--- start of Dataset records ---

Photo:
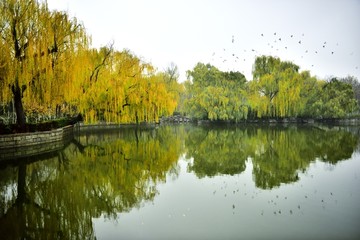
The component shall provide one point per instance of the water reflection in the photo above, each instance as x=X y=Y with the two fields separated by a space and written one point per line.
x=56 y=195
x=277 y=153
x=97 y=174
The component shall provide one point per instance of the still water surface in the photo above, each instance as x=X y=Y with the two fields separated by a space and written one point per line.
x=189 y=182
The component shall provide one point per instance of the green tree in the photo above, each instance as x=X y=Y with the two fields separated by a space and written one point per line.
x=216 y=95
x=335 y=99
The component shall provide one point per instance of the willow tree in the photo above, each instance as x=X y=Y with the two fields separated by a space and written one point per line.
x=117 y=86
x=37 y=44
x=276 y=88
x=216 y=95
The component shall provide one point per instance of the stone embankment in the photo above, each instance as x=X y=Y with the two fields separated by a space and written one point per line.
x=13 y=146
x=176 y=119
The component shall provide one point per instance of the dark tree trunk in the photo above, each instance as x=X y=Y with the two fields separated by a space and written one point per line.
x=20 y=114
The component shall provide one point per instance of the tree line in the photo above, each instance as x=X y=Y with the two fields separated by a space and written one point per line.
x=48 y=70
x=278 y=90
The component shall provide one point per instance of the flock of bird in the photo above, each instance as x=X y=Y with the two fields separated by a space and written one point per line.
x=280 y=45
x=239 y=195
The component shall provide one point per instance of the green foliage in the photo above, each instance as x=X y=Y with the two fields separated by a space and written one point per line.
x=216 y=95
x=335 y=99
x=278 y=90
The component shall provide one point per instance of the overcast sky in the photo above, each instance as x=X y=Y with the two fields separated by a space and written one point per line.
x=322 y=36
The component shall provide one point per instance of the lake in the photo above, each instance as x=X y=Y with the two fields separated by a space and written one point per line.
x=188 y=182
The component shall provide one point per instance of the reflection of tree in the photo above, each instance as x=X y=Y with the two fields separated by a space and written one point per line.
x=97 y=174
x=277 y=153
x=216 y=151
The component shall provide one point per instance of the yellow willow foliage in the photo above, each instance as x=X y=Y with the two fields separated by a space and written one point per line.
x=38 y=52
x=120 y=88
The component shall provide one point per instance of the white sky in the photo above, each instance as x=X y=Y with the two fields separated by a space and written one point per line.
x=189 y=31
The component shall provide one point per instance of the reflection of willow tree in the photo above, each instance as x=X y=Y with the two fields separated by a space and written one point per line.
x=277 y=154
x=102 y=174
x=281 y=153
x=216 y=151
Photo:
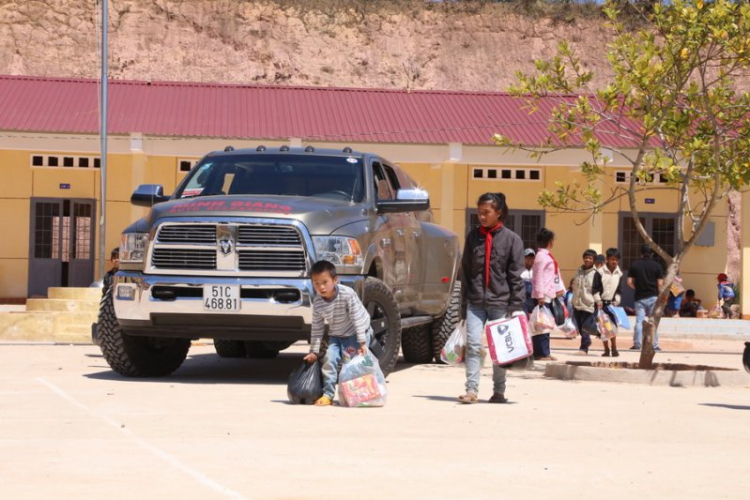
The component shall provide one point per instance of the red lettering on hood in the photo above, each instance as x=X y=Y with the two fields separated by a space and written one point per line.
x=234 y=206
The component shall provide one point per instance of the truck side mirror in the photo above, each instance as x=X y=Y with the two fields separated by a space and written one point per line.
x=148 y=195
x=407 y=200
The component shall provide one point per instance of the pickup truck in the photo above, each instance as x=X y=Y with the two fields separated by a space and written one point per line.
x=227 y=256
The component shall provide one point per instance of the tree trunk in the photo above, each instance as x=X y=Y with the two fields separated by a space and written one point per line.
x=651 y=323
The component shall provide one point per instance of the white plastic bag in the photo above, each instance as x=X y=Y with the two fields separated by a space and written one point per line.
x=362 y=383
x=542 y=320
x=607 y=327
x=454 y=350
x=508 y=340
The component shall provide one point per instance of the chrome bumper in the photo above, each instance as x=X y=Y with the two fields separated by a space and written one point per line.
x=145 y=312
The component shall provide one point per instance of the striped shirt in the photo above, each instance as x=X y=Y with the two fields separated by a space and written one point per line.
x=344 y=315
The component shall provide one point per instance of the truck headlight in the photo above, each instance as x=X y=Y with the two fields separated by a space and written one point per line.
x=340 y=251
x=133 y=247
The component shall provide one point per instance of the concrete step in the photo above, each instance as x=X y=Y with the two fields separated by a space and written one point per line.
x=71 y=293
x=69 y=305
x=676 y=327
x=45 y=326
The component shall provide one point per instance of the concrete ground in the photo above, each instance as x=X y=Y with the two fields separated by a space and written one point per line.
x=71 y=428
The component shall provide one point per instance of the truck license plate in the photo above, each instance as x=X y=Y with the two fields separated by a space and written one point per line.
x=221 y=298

--- end of Dataset records ---
--- start of Dataset records ---

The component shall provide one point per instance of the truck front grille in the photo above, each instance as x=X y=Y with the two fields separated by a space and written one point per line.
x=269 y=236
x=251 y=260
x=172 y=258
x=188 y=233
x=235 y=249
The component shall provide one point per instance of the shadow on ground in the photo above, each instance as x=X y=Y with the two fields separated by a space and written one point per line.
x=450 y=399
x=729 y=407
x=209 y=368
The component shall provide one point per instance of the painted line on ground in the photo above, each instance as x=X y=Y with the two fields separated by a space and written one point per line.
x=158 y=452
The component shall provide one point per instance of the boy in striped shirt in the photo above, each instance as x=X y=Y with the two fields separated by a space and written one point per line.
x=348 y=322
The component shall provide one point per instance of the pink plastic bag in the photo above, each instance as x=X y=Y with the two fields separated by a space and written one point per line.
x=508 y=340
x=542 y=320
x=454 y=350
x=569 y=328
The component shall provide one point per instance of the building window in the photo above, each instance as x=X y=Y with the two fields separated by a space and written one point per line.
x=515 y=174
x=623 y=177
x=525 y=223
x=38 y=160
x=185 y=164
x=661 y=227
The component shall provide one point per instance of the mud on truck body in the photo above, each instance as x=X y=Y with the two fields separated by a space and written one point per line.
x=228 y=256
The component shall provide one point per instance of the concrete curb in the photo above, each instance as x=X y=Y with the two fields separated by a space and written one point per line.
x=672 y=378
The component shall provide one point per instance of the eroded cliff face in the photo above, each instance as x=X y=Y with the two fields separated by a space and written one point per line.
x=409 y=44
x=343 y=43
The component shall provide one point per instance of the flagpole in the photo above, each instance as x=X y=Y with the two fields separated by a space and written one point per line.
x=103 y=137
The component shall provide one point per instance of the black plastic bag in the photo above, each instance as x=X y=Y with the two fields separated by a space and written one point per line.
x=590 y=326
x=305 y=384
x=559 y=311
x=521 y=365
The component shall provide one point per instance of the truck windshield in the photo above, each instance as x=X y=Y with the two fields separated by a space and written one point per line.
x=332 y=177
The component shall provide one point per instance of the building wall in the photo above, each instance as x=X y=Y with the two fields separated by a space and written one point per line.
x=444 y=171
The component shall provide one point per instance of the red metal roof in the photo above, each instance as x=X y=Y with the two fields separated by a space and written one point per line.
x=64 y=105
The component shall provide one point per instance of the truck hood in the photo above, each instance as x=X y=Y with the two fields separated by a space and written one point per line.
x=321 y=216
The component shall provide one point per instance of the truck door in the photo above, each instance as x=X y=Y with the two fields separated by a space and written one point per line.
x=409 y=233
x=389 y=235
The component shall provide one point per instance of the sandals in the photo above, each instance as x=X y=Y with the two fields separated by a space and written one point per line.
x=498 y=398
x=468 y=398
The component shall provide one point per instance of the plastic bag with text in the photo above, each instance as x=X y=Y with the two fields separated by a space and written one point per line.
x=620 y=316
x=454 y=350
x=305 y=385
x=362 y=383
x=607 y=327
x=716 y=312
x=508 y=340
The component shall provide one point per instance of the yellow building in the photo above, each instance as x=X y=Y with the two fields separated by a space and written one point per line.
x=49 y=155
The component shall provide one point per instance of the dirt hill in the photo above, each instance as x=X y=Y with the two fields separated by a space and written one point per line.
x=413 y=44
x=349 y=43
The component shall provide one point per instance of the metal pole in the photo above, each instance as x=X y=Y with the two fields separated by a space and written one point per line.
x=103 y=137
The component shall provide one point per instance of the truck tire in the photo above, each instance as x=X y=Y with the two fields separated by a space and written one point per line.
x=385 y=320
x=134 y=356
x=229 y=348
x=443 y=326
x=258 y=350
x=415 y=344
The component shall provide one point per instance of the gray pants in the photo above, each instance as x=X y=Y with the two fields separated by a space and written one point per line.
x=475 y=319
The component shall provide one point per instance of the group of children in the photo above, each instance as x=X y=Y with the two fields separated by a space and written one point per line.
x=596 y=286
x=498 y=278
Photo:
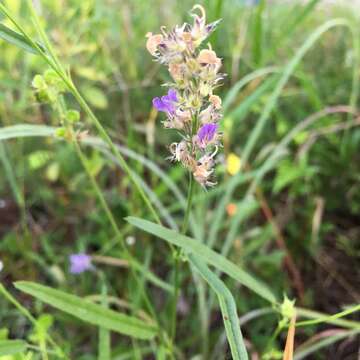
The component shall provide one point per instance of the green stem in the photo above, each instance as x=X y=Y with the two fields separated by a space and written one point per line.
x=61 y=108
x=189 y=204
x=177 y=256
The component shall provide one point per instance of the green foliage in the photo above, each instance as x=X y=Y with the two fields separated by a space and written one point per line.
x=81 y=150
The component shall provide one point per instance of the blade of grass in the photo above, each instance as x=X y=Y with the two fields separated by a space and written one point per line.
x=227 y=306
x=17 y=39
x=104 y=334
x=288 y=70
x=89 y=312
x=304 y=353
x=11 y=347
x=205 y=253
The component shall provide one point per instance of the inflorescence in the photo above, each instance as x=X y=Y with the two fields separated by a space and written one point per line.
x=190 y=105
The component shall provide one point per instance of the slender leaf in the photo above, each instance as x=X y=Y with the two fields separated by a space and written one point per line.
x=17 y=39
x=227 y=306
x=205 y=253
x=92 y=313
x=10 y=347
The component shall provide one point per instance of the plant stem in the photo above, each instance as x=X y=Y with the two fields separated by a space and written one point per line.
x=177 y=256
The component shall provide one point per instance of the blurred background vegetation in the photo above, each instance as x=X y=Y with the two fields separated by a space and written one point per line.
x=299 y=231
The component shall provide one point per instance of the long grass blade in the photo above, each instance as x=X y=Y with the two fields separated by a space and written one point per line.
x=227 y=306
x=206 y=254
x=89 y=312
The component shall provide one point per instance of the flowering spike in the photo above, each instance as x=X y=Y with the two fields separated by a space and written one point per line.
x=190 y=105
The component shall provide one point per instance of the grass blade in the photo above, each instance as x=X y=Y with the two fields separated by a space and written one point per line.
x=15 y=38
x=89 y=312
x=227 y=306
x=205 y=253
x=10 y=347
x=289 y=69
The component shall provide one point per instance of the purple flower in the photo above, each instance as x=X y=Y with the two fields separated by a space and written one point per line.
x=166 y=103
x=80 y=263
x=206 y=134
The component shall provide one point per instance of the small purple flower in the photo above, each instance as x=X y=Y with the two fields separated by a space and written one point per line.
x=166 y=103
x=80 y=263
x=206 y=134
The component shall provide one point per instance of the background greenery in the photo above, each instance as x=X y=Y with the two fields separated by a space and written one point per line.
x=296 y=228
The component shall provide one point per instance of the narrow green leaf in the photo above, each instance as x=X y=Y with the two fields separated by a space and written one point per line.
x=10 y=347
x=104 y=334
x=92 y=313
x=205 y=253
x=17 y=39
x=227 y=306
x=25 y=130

--- end of Dataset records ---

**Set task:** Arrange the items in the stretch from the line containing "the truck headlight" through the line containing "x=221 y=298" as a two-column CSV with the header item_text,item_answer. Give one row per item, with its text and its answer each in a single quoted field and every line break replaced by a space.

**Result:**
item_text,item_answer
"The component shall provide one point per instance of the truck headlight in the photo above, each instance as x=X y=Y with the two fields separated by a space and written one point per line.","x=340 y=251 x=133 y=247"
"The component shall provide one point per instance of the concrete step in the photo above, each instance as x=X y=Y with the two fields separated by a space and written one point per line.","x=71 y=293 x=69 y=305 x=676 y=327 x=45 y=326"
"The component shall provide one point per instance of the concrete ground in the photo above, each instance as x=X y=Y with the two fields separated by a space and written one point per line.","x=71 y=428"
"The component shall provide one point per instance of the truck license plate in the photo above, each instance as x=X y=Y with the two fields separated by a space and written one point per line.","x=221 y=298"